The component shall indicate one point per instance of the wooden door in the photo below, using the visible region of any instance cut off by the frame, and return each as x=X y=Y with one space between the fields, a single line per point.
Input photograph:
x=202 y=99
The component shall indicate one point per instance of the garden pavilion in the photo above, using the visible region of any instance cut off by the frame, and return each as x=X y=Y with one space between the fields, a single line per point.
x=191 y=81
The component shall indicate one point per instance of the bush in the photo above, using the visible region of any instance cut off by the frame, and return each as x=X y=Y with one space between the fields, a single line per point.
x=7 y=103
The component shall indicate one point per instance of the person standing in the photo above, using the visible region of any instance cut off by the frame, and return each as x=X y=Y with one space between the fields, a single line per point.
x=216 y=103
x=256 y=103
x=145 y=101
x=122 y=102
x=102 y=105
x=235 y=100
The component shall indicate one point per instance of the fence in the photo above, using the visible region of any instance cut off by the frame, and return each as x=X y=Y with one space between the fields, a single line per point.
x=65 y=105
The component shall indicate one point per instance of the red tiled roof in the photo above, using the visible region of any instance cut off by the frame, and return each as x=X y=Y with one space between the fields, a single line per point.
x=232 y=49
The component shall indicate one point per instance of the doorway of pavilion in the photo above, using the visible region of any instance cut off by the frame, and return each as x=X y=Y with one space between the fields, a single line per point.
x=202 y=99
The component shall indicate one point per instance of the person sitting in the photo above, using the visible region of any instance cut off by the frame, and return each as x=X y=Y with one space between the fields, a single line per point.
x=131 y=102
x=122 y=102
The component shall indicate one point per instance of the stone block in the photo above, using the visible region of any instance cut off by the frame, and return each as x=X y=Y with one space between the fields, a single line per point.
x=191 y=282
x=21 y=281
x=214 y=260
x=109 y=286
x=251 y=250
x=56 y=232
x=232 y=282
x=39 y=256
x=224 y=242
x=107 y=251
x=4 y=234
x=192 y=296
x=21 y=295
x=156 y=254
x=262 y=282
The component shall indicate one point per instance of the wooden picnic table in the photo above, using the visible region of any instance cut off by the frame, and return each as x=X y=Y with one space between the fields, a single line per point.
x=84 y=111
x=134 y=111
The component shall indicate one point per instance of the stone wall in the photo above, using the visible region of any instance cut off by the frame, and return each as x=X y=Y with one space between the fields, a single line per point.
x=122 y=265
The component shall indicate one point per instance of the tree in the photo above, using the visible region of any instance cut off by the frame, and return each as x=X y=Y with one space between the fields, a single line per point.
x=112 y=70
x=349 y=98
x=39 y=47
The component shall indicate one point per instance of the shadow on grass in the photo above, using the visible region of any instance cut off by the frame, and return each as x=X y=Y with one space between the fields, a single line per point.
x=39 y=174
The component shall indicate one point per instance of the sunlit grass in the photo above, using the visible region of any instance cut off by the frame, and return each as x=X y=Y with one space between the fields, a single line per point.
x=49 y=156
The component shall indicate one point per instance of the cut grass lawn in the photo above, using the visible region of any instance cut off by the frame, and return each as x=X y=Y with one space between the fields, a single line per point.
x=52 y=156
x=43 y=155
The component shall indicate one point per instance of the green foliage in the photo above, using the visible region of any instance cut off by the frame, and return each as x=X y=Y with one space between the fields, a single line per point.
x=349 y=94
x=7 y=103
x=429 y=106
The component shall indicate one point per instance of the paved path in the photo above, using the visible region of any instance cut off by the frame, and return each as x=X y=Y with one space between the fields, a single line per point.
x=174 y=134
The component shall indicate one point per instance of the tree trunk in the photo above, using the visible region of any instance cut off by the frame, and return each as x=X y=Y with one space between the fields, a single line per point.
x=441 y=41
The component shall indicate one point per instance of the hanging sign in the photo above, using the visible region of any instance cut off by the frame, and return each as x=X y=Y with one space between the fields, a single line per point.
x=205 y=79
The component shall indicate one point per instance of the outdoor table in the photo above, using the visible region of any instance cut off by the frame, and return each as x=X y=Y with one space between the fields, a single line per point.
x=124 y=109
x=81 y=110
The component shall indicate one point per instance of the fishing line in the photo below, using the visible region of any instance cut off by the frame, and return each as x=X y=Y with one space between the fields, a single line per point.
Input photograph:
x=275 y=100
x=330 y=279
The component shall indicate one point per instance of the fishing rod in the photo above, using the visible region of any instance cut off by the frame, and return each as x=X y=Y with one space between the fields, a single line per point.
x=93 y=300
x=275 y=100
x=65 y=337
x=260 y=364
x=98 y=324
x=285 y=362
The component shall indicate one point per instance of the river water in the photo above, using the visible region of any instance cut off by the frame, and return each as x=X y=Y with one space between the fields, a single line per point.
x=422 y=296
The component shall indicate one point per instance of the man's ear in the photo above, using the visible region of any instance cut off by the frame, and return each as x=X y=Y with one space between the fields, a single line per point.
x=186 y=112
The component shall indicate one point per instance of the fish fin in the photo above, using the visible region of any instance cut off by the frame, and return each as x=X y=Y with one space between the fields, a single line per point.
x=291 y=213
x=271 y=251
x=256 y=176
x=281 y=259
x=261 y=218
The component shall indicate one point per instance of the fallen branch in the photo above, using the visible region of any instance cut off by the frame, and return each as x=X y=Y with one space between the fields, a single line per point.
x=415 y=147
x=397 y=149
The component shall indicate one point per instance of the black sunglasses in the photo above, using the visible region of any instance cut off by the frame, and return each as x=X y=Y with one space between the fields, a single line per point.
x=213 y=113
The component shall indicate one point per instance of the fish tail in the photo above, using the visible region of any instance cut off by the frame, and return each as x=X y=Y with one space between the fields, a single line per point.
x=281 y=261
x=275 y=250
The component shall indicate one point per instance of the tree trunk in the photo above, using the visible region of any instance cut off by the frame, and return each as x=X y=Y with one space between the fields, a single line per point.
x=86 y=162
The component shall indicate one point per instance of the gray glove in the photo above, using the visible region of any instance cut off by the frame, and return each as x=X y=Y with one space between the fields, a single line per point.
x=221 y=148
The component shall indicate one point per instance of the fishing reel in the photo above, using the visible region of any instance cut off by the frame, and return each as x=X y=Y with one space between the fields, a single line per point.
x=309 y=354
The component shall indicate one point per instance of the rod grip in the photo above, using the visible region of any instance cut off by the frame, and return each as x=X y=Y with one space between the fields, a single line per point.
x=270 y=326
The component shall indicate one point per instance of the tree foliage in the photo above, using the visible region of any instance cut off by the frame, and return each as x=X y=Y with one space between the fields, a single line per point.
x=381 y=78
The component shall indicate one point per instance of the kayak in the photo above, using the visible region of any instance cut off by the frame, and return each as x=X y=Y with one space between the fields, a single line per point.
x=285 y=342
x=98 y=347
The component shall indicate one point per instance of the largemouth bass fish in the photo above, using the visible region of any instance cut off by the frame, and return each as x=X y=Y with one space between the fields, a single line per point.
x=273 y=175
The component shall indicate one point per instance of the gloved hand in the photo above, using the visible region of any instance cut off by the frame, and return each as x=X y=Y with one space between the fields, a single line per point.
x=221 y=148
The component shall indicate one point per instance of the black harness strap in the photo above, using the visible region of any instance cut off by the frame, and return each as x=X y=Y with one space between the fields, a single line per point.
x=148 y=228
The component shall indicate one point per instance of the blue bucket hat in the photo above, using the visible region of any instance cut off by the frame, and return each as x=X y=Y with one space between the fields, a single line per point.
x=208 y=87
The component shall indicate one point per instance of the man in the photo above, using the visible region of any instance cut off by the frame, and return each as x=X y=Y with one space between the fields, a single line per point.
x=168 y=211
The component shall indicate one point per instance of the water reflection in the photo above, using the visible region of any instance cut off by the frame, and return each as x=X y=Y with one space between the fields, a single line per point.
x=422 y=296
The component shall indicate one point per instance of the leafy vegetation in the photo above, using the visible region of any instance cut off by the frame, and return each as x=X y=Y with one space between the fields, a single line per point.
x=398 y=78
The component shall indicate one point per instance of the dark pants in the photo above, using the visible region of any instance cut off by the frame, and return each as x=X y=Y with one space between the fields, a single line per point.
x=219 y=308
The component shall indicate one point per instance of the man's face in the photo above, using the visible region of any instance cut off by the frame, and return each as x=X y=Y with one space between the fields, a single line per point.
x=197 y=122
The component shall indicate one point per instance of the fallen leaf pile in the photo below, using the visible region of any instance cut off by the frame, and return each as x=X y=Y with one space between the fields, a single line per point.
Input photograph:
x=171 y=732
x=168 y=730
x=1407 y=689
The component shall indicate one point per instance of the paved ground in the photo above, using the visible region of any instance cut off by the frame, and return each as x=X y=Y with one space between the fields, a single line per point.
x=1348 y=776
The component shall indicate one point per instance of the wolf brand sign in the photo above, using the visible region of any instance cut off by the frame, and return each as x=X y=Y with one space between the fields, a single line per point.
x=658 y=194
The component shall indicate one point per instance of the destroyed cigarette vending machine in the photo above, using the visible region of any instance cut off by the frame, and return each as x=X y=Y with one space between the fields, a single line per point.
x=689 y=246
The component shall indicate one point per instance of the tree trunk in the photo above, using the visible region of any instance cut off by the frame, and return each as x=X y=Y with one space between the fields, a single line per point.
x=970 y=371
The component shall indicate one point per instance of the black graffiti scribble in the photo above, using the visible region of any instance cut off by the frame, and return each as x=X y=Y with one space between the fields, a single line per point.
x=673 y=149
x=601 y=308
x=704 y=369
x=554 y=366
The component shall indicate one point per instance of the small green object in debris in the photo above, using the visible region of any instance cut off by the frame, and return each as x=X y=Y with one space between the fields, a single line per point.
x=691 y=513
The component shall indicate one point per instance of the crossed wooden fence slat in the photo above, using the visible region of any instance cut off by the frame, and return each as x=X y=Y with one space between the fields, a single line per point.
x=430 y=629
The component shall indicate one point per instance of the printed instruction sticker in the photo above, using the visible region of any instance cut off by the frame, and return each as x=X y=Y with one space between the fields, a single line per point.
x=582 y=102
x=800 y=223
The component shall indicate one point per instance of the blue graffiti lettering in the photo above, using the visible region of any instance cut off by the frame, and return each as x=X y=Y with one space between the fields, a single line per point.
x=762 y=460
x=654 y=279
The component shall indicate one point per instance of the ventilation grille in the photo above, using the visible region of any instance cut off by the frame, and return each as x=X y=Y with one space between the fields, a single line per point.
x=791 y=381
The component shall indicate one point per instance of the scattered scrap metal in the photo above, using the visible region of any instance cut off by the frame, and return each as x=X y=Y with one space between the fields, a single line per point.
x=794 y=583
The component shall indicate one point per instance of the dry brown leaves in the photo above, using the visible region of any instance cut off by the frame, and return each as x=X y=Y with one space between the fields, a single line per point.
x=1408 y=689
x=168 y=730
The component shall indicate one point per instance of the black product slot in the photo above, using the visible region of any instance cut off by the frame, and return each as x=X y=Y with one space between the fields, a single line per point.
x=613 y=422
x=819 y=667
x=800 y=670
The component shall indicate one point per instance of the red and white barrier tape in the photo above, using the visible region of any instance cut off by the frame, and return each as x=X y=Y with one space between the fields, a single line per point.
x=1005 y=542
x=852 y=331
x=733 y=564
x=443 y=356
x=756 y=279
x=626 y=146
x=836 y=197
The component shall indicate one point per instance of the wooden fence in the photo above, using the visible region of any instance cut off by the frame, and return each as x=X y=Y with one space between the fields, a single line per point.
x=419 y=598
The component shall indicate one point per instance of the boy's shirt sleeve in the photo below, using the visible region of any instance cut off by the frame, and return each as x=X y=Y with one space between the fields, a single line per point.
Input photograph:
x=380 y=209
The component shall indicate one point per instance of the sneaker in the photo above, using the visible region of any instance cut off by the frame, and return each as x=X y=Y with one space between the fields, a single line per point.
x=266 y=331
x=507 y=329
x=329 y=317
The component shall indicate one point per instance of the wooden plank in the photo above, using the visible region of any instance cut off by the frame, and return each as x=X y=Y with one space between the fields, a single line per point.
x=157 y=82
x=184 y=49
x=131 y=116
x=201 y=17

• **Tu tarea**: Imprime sin ningún cambio el tramo de las entradas que va desde la línea que contiene "the man's ear" hasta la línea que contiene "x=261 y=218", ambas incluidas.

• **Tarea resuelta**:
The component shall indicate one point per instance of the man's ear in the photo above, using the visible region of any instance cut off by the frame, and return each as x=X y=Y with one space between the fields, a single line per point.
x=186 y=112
The component shall indicate one point per instance of the fish fin in the photo above, using the visible region of any instance cut off by the frame, and return each as x=X y=Y with one space between the fields, a single line per point.
x=291 y=213
x=271 y=251
x=256 y=176
x=281 y=259
x=261 y=218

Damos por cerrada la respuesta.